Извлечённый текст:
====
С самого начала исследований зимней аномалии в области F2 ее пытаются связать с изменением отношения атомных и молекулярных компонент [О]/[N2]. Наиболее простое объяснение состоит в том, что зимой (когда освещенность Солнцем меньше) температуры атмосферы ниже и, следовательно, по законам диффузионного разделения, выше отношение [О]/[N2]. А электронная концентрация, как мы уже говорили, пропорциональна этому отношению.
Выяснилось, что есть еще один фактор, который изменяет равновесную концентрацию электронов при изменении температуры в нужную нам сторону. Этот фактор - константа γ ионно-молекулярной реакции O+ + N2, которая в значительной мере определяет величину коэффициента β. При уменьшении Tн от лета к зиме будет уменьшаться величина γ, а значит, и β, что приведет к росту равновесной концентрации электронов зимой по сравнению с летом при тех же величинах g.
====
Набор записей:
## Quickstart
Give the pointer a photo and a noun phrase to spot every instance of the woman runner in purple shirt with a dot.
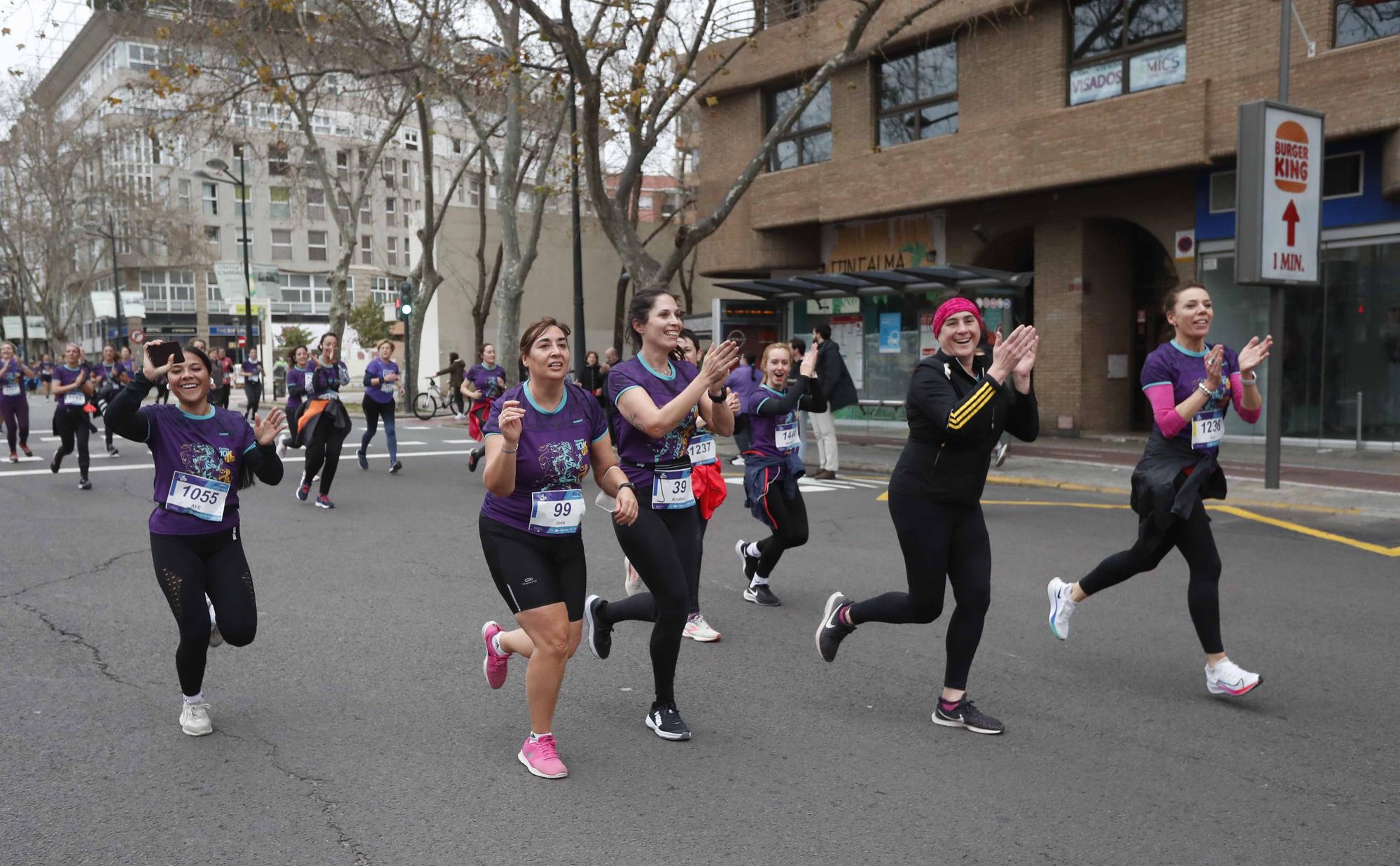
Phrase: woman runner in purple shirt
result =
(1192, 384)
(541, 440)
(204, 457)
(659, 397)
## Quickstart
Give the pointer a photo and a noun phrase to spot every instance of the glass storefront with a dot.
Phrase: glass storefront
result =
(1340, 344)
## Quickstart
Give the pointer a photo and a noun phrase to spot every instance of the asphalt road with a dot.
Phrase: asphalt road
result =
(359, 729)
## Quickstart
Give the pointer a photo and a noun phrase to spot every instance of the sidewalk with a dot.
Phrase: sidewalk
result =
(1324, 478)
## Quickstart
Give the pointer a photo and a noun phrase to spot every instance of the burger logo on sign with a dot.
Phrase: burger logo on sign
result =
(1292, 158)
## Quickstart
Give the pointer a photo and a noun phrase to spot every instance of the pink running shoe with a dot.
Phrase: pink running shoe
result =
(541, 757)
(495, 663)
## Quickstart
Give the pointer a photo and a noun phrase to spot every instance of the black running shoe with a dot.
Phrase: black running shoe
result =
(666, 720)
(832, 631)
(751, 564)
(968, 716)
(600, 634)
(761, 596)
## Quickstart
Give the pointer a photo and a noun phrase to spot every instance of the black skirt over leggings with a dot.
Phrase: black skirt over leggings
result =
(192, 566)
(663, 545)
(941, 543)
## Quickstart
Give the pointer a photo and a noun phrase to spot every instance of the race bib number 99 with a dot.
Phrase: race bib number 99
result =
(671, 489)
(556, 512)
(200, 496)
(1208, 431)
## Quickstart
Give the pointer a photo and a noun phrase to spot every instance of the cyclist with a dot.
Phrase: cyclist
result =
(958, 405)
(774, 467)
(544, 436)
(1191, 384)
(659, 397)
(204, 457)
(382, 383)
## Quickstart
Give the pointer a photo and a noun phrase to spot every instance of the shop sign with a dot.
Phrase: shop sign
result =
(1157, 69)
(1096, 83)
(1279, 211)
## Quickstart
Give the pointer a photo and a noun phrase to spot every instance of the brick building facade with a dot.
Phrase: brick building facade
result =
(1055, 138)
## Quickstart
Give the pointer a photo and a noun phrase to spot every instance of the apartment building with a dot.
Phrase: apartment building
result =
(1090, 144)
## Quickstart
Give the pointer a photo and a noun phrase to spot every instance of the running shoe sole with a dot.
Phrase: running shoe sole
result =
(1217, 690)
(1055, 607)
(965, 726)
(666, 734)
(536, 772)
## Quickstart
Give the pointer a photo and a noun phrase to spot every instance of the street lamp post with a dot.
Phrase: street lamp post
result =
(240, 184)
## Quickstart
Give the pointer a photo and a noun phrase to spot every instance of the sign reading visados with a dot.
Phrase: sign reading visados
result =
(1279, 211)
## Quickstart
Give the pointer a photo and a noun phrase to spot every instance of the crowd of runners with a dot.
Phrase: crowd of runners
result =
(648, 429)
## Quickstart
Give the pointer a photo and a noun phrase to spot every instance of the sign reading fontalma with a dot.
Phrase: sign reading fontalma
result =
(1279, 205)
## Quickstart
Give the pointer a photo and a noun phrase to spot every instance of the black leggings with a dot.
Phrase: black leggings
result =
(789, 519)
(939, 541)
(373, 412)
(192, 566)
(16, 417)
(71, 424)
(1198, 544)
(324, 449)
(663, 547)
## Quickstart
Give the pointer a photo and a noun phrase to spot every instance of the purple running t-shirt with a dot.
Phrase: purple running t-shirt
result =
(211, 446)
(552, 456)
(664, 386)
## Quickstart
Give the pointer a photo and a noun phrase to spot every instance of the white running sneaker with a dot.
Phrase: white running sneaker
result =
(631, 579)
(1230, 678)
(215, 636)
(699, 629)
(1060, 607)
(194, 719)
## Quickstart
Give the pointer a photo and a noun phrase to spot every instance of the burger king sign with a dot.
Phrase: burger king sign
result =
(1279, 215)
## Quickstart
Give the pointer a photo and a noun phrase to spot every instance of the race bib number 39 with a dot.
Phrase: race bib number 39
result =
(1208, 429)
(702, 449)
(671, 489)
(200, 496)
(556, 512)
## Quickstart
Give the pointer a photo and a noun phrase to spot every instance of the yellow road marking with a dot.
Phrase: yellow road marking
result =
(1237, 512)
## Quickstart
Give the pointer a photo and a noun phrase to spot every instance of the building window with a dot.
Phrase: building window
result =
(282, 244)
(919, 96)
(1122, 47)
(810, 141)
(1223, 193)
(1342, 176)
(316, 204)
(279, 202)
(1367, 20)
(279, 162)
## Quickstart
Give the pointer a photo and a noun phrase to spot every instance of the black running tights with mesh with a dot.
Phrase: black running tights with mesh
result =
(192, 566)
(663, 547)
(1198, 544)
(941, 544)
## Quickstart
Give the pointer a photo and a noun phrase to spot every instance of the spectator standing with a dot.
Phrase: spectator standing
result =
(835, 382)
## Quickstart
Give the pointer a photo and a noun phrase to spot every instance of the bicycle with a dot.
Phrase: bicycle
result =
(429, 404)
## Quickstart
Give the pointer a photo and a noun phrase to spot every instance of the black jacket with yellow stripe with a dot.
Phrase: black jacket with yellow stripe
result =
(954, 422)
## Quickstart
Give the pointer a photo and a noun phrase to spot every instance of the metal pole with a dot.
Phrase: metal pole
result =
(248, 279)
(580, 341)
(1275, 412)
(117, 282)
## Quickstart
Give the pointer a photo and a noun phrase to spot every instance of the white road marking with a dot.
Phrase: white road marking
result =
(150, 466)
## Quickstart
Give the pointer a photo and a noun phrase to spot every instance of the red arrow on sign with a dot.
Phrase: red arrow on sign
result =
(1292, 218)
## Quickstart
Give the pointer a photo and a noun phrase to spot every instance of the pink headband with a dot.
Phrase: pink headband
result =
(953, 306)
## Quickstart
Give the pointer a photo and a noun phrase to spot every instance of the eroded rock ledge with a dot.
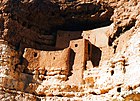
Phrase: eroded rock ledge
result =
(69, 50)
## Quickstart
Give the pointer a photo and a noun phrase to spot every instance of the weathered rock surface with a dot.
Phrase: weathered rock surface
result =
(55, 50)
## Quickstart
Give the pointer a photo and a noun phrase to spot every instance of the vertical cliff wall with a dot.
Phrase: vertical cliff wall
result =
(69, 50)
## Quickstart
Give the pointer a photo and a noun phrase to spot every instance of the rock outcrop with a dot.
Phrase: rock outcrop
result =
(69, 50)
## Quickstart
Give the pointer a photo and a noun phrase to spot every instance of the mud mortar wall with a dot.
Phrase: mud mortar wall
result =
(69, 50)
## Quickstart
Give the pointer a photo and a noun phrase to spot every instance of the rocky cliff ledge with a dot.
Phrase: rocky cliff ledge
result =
(69, 50)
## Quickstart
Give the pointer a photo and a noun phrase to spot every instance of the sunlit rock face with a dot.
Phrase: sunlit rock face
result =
(69, 50)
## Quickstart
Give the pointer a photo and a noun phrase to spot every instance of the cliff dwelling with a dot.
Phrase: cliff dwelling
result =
(69, 50)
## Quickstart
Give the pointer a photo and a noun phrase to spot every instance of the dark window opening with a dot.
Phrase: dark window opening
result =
(112, 72)
(76, 45)
(35, 54)
(89, 51)
(119, 89)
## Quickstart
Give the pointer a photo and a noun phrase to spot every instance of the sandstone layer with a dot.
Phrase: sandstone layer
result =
(69, 50)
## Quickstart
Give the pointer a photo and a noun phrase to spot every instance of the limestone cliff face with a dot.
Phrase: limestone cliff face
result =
(69, 50)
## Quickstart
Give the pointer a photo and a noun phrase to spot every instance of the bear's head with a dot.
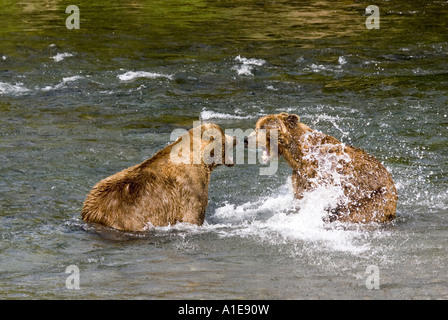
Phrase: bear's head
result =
(273, 134)
(206, 144)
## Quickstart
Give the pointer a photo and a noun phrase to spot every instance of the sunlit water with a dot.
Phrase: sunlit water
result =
(79, 105)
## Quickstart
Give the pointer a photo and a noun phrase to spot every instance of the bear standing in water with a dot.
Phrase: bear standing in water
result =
(317, 159)
(170, 187)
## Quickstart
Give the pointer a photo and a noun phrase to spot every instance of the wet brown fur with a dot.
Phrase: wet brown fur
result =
(157, 192)
(367, 184)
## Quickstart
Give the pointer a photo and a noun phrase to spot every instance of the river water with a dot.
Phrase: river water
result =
(77, 105)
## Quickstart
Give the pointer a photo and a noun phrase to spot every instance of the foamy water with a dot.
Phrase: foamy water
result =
(280, 219)
(132, 75)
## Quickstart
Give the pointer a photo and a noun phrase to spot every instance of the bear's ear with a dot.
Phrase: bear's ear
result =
(291, 120)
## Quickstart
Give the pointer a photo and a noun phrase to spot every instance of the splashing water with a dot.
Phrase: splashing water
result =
(280, 219)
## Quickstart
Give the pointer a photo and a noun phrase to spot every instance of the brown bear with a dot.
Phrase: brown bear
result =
(170, 187)
(317, 159)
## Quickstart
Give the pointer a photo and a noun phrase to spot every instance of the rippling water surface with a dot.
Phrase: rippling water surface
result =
(79, 105)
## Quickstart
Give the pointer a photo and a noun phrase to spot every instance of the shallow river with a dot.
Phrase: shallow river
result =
(77, 105)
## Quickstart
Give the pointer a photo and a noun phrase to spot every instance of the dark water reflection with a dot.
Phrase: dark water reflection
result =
(79, 105)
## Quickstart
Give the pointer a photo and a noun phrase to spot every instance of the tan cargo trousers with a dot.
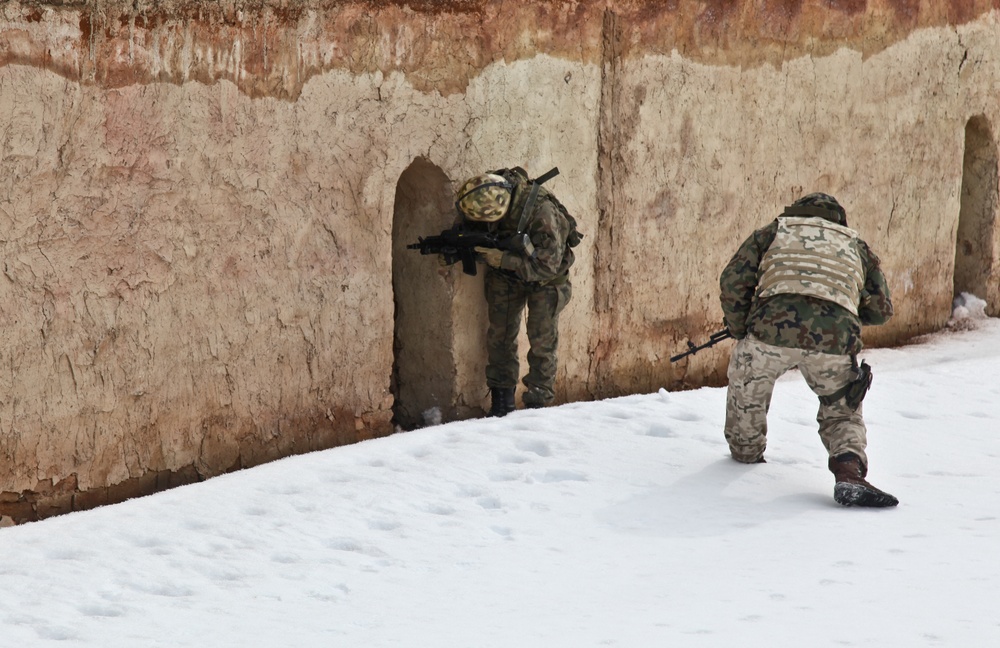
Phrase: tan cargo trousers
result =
(753, 369)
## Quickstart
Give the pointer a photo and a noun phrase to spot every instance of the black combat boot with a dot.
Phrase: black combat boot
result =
(503, 401)
(851, 488)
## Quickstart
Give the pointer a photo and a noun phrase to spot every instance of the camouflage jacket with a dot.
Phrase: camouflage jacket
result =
(798, 321)
(548, 230)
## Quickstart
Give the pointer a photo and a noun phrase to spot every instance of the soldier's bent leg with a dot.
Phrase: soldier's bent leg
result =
(841, 429)
(753, 369)
(504, 302)
(545, 303)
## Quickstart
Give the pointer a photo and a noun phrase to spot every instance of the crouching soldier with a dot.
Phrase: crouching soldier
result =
(532, 274)
(796, 294)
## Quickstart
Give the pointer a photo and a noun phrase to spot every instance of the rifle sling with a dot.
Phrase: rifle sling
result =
(532, 195)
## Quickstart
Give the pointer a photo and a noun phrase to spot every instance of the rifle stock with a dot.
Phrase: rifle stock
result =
(457, 244)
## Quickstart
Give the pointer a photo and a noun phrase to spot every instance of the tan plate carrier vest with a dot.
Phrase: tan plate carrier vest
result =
(815, 257)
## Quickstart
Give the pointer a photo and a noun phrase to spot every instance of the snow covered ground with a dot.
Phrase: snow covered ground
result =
(614, 523)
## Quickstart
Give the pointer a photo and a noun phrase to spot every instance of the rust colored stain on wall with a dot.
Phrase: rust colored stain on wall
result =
(273, 47)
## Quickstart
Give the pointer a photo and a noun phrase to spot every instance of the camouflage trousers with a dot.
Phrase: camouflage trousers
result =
(506, 298)
(753, 369)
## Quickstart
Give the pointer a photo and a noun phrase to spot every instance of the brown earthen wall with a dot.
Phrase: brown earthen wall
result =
(198, 218)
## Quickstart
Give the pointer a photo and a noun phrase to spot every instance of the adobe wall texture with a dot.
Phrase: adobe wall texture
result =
(204, 206)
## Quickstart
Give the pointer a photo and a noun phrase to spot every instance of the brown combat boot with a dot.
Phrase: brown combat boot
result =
(851, 488)
(503, 401)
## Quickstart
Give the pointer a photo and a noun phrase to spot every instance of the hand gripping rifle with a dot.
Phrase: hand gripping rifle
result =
(714, 339)
(457, 244)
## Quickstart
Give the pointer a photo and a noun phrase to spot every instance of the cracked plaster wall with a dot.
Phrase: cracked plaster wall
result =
(197, 199)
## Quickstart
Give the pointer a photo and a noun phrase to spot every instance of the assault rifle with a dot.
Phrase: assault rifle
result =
(457, 244)
(715, 338)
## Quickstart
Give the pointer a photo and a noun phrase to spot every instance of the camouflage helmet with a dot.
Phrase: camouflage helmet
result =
(484, 198)
(823, 201)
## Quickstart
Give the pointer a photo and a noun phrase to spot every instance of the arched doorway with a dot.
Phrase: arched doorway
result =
(440, 315)
(976, 266)
(423, 370)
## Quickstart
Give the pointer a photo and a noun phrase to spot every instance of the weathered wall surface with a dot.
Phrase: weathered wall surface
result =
(204, 204)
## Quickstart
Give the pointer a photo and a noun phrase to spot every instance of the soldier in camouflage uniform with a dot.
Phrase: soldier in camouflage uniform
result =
(534, 273)
(796, 294)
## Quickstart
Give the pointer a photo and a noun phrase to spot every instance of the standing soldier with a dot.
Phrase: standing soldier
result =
(796, 293)
(533, 273)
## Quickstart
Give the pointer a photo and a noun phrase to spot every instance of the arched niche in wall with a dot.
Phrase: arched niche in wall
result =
(439, 339)
(423, 368)
(976, 241)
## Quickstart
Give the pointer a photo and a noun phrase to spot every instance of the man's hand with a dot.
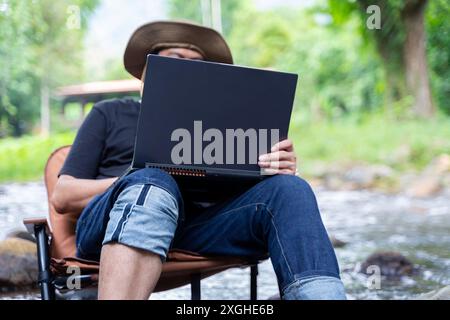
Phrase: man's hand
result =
(281, 159)
(72, 194)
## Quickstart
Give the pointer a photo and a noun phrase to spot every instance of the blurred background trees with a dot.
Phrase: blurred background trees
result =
(40, 49)
(345, 68)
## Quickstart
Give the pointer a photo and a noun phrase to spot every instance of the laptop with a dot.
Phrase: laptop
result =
(204, 121)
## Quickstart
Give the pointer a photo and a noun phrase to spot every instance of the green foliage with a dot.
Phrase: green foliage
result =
(192, 11)
(337, 75)
(38, 49)
(404, 145)
(438, 27)
(24, 158)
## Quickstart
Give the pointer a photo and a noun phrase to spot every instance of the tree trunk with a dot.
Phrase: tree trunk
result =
(415, 59)
(45, 109)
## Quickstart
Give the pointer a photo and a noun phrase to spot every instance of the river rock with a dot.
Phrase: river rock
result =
(18, 263)
(337, 243)
(391, 264)
(439, 165)
(425, 186)
(440, 294)
(367, 176)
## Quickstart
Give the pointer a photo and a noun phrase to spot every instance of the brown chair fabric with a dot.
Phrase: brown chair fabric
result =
(62, 225)
(176, 271)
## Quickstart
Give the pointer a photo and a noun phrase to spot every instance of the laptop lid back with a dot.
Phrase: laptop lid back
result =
(196, 114)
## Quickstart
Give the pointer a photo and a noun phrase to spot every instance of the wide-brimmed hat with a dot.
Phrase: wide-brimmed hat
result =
(155, 36)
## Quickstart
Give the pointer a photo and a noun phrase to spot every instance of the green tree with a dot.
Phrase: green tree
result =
(192, 10)
(438, 48)
(400, 43)
(40, 48)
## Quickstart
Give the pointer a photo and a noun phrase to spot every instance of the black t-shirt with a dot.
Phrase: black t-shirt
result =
(104, 144)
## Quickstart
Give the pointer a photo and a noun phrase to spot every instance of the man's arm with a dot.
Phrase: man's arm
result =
(72, 194)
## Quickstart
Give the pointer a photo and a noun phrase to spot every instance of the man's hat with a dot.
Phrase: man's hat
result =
(155, 36)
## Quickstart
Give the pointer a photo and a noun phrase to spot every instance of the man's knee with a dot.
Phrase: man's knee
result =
(289, 186)
(144, 216)
(151, 176)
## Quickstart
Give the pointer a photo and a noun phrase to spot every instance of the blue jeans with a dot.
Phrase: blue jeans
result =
(279, 216)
====
Задание 1:
Каким становится отношение [О]/[N2] зимой при более низких температурах атмосферы, согласно тексту о зимней аномалии в области F2?
Задание 2:
Продублируйте без изменений фрагмент текста о зимней аномалии в области F2 от слов «С самого начала» до слов «пропорциональна этому отношению.».

Ответ 1:
Выше, чем летом.

Ответ 2:
С самого начала исследований зимней аномалии в области F2 ее пытаются связать с изменением отношения атомных и молекулярных компонент [О]/[N2]. Наиболее простое объяснение состоит в том, что зимой (когда освещенность Солнцем меньше) температуры атмосферы ниже и, следовательно, по законам диффузионного разделения, выше отношение [О]/[N2]. А электронная концентрация, как мы уже говорили, пропорциональна этому отношению.